▸ **THE TASK**
Retype, without any change, the line that contains "# Returns boxes" and every line that follows it to the end of the entries, and nothing else.

─── TASK INPUT

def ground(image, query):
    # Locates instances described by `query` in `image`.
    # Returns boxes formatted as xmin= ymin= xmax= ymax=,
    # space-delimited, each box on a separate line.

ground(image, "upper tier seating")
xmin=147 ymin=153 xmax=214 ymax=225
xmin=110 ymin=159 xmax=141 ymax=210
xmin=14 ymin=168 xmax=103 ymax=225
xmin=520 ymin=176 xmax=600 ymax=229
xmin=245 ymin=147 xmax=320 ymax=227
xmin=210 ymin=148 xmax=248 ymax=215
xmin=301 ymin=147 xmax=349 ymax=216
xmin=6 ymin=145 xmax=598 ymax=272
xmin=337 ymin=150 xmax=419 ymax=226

──────

▸ **WORKED SOLUTION**
    # Returns boxes formatted as xmin= ymin= xmax= ymax=,
    # space-delimited, each box on a separate line.

ground(image, "upper tier seating")
xmin=147 ymin=153 xmax=214 ymax=225
xmin=110 ymin=159 xmax=141 ymax=210
xmin=14 ymin=168 xmax=103 ymax=225
xmin=520 ymin=176 xmax=600 ymax=229
xmin=245 ymin=147 xmax=320 ymax=227
xmin=210 ymin=148 xmax=248 ymax=215
xmin=301 ymin=147 xmax=349 ymax=216
xmin=6 ymin=145 xmax=598 ymax=272
xmin=337 ymin=150 xmax=419 ymax=226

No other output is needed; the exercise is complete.